• [Dane wejściowe]:
--

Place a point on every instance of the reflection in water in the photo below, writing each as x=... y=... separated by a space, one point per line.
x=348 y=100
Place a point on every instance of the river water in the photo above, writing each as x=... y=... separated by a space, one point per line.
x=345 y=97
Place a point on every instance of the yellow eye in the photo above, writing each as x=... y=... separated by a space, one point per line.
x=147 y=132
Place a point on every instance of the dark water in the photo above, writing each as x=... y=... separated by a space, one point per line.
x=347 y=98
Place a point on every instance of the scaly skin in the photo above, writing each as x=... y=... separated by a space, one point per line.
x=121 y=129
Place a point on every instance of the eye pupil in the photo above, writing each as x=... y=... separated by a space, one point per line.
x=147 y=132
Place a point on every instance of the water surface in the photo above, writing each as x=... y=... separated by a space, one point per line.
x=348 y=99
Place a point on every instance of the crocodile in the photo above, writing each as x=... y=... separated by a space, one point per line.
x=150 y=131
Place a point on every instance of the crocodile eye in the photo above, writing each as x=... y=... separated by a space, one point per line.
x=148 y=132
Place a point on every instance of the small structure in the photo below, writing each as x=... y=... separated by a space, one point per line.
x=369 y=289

--

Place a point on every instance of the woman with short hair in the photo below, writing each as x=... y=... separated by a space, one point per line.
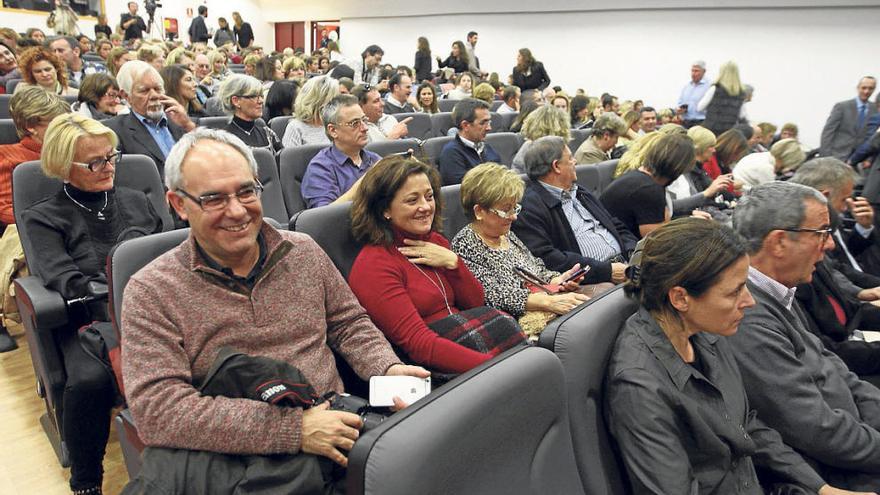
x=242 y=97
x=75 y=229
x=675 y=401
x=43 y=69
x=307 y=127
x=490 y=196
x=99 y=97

--

• [Wymagania zadania]: Przepisz bez żadnych zmian tylko te wiersze, które leżą między wierszem zawierającym „Place a point on every instance of the small” a wierszem zawierającym „x=369 y=289”, włącznie z nimi.

• [Wynik końcowy]:
Place a point on every instance of the small structure in the photo below, writing each as x=... y=... separated by a space, one point per line.
x=369 y=289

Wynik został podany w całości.